Find where "Given the photograph below" occurs in the data below, and retype that line and every later line exactly.

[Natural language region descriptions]
--- START ---

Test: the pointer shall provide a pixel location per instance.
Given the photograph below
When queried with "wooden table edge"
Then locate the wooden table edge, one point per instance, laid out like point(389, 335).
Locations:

--- END ---

[Reply]
Given the photograph below
When queried with "wooden table edge"
Then locate the wooden table edge, one point per instance, laid out like point(389, 335).
Locations:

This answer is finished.